[Material supplied]
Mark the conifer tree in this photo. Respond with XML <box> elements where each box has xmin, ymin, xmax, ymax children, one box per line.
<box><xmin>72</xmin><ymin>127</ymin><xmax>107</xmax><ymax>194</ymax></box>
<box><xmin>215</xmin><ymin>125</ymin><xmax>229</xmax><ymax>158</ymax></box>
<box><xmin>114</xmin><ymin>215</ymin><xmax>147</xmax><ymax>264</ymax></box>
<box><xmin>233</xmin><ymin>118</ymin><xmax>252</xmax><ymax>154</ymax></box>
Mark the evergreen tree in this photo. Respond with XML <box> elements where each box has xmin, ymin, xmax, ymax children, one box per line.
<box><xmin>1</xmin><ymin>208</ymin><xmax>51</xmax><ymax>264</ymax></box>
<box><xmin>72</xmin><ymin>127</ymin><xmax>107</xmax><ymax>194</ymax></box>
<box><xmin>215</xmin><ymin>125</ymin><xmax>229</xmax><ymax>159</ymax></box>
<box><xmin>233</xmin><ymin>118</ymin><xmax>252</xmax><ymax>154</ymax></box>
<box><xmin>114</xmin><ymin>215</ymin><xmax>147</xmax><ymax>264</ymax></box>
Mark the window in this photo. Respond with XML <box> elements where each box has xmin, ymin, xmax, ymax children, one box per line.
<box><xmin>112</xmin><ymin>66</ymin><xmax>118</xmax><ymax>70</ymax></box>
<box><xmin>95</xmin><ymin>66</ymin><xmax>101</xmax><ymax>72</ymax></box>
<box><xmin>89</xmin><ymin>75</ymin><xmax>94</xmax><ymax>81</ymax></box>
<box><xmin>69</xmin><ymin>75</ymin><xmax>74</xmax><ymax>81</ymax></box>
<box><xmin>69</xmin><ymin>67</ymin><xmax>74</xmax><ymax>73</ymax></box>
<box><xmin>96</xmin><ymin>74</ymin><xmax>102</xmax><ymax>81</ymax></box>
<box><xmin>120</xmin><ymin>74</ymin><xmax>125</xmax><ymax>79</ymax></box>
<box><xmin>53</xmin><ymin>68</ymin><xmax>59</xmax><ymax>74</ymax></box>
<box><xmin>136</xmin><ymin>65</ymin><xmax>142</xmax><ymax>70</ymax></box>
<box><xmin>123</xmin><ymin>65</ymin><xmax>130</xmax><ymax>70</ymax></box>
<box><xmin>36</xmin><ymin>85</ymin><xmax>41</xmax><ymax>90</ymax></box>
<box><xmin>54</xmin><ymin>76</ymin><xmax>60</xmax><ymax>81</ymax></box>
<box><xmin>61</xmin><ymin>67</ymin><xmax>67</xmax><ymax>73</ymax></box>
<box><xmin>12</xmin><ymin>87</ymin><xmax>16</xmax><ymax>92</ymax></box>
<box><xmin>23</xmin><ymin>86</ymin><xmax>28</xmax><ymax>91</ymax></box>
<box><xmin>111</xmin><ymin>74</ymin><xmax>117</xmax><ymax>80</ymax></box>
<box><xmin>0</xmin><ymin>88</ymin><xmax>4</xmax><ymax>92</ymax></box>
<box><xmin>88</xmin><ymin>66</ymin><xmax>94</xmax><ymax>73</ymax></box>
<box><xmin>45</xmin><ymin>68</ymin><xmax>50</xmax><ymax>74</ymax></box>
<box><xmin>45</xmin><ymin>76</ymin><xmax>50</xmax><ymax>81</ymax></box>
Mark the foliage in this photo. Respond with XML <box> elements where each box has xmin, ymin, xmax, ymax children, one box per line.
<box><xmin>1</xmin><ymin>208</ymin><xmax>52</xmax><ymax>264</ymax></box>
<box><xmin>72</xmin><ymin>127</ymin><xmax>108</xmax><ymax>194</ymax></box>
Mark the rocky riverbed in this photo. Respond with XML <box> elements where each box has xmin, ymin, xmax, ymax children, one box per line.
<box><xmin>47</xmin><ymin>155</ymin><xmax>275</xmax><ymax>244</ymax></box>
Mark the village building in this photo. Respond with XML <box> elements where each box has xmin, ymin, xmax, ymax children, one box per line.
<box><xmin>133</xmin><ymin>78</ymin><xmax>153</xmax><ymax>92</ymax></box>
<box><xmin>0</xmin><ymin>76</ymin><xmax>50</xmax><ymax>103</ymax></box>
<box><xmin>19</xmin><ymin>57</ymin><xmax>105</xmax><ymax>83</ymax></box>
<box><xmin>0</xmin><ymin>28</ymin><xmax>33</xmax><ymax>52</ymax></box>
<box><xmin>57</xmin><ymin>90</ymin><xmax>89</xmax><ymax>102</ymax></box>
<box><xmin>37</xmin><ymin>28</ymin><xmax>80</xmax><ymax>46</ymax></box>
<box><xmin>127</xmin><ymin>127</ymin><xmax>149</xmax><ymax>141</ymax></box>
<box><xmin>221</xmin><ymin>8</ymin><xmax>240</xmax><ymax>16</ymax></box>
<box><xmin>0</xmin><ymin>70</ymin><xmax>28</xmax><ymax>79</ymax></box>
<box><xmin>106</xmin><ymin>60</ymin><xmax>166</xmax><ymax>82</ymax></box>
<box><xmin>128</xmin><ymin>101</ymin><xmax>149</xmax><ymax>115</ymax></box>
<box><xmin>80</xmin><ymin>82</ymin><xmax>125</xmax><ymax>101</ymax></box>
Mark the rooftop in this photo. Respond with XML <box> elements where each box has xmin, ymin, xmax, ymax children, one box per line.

[Task instructions] Could you copy out the data in full, exactly as it is written?

[Exercise result]
Mark the conifer tree in this photo. Respond with XML <box> elements where each box has xmin, ymin, xmax, ymax children, one box per line.
<box><xmin>72</xmin><ymin>127</ymin><xmax>107</xmax><ymax>194</ymax></box>
<box><xmin>215</xmin><ymin>125</ymin><xmax>229</xmax><ymax>158</ymax></box>
<box><xmin>114</xmin><ymin>215</ymin><xmax>147</xmax><ymax>264</ymax></box>
<box><xmin>233</xmin><ymin>118</ymin><xmax>252</xmax><ymax>154</ymax></box>
Mark the evergreen tree in this photo. Respond with XML <box> elements where each box has xmin, ymin, xmax, ymax children, one box per line.
<box><xmin>1</xmin><ymin>208</ymin><xmax>51</xmax><ymax>264</ymax></box>
<box><xmin>72</xmin><ymin>127</ymin><xmax>107</xmax><ymax>194</ymax></box>
<box><xmin>215</xmin><ymin>125</ymin><xmax>229</xmax><ymax>159</ymax></box>
<box><xmin>233</xmin><ymin>118</ymin><xmax>252</xmax><ymax>154</ymax></box>
<box><xmin>114</xmin><ymin>215</ymin><xmax>147</xmax><ymax>264</ymax></box>
Mark the window in this photo. Respond with XML <box> elements where each box has xmin, ymin, xmax, ymax children, one box per line.
<box><xmin>112</xmin><ymin>66</ymin><xmax>118</xmax><ymax>70</ymax></box>
<box><xmin>95</xmin><ymin>66</ymin><xmax>101</xmax><ymax>72</ymax></box>
<box><xmin>89</xmin><ymin>75</ymin><xmax>94</xmax><ymax>81</ymax></box>
<box><xmin>69</xmin><ymin>75</ymin><xmax>74</xmax><ymax>81</ymax></box>
<box><xmin>69</xmin><ymin>67</ymin><xmax>74</xmax><ymax>73</ymax></box>
<box><xmin>96</xmin><ymin>74</ymin><xmax>102</xmax><ymax>81</ymax></box>
<box><xmin>120</xmin><ymin>74</ymin><xmax>125</xmax><ymax>79</ymax></box>
<box><xmin>53</xmin><ymin>68</ymin><xmax>59</xmax><ymax>74</ymax></box>
<box><xmin>136</xmin><ymin>65</ymin><xmax>142</xmax><ymax>70</ymax></box>
<box><xmin>123</xmin><ymin>65</ymin><xmax>130</xmax><ymax>70</ymax></box>
<box><xmin>36</xmin><ymin>85</ymin><xmax>41</xmax><ymax>90</ymax></box>
<box><xmin>54</xmin><ymin>76</ymin><xmax>60</xmax><ymax>81</ymax></box>
<box><xmin>61</xmin><ymin>67</ymin><xmax>67</xmax><ymax>73</ymax></box>
<box><xmin>12</xmin><ymin>87</ymin><xmax>16</xmax><ymax>92</ymax></box>
<box><xmin>23</xmin><ymin>86</ymin><xmax>28</xmax><ymax>91</ymax></box>
<box><xmin>111</xmin><ymin>74</ymin><xmax>117</xmax><ymax>80</ymax></box>
<box><xmin>0</xmin><ymin>88</ymin><xmax>4</xmax><ymax>92</ymax></box>
<box><xmin>88</xmin><ymin>66</ymin><xmax>94</xmax><ymax>73</ymax></box>
<box><xmin>45</xmin><ymin>68</ymin><xmax>50</xmax><ymax>74</ymax></box>
<box><xmin>45</xmin><ymin>76</ymin><xmax>50</xmax><ymax>81</ymax></box>
Mark the foliage in this photo. Respond with XML <box> elements where each box has xmin, ymin, xmax, ymax children, one box per line.
<box><xmin>1</xmin><ymin>208</ymin><xmax>52</xmax><ymax>264</ymax></box>
<box><xmin>72</xmin><ymin>127</ymin><xmax>108</xmax><ymax>194</ymax></box>
Mark the rocky riverbed in this photo. Respond with XML <box> elements where each box has xmin, ymin, xmax, ymax children, one box per line.
<box><xmin>47</xmin><ymin>155</ymin><xmax>275</xmax><ymax>244</ymax></box>
Mark the village building in this photo. Respond with XML <box> elements where each box has xmin, ymin, xmax, ymax children, one box per line.
<box><xmin>133</xmin><ymin>78</ymin><xmax>153</xmax><ymax>92</ymax></box>
<box><xmin>0</xmin><ymin>76</ymin><xmax>50</xmax><ymax>103</ymax></box>
<box><xmin>19</xmin><ymin>57</ymin><xmax>105</xmax><ymax>83</ymax></box>
<box><xmin>0</xmin><ymin>28</ymin><xmax>33</xmax><ymax>52</ymax></box>
<box><xmin>57</xmin><ymin>90</ymin><xmax>89</xmax><ymax>102</ymax></box>
<box><xmin>37</xmin><ymin>28</ymin><xmax>80</xmax><ymax>46</ymax></box>
<box><xmin>127</xmin><ymin>127</ymin><xmax>149</xmax><ymax>141</ymax></box>
<box><xmin>221</xmin><ymin>8</ymin><xmax>240</xmax><ymax>16</ymax></box>
<box><xmin>0</xmin><ymin>70</ymin><xmax>28</xmax><ymax>79</ymax></box>
<box><xmin>106</xmin><ymin>60</ymin><xmax>166</xmax><ymax>82</ymax></box>
<box><xmin>128</xmin><ymin>101</ymin><xmax>149</xmax><ymax>115</ymax></box>
<box><xmin>80</xmin><ymin>82</ymin><xmax>125</xmax><ymax>101</ymax></box>
Mark the rooftop in this photo. Respond with XML <box> elements where each box has xmin, ymin, xmax, ymax children, one box per line.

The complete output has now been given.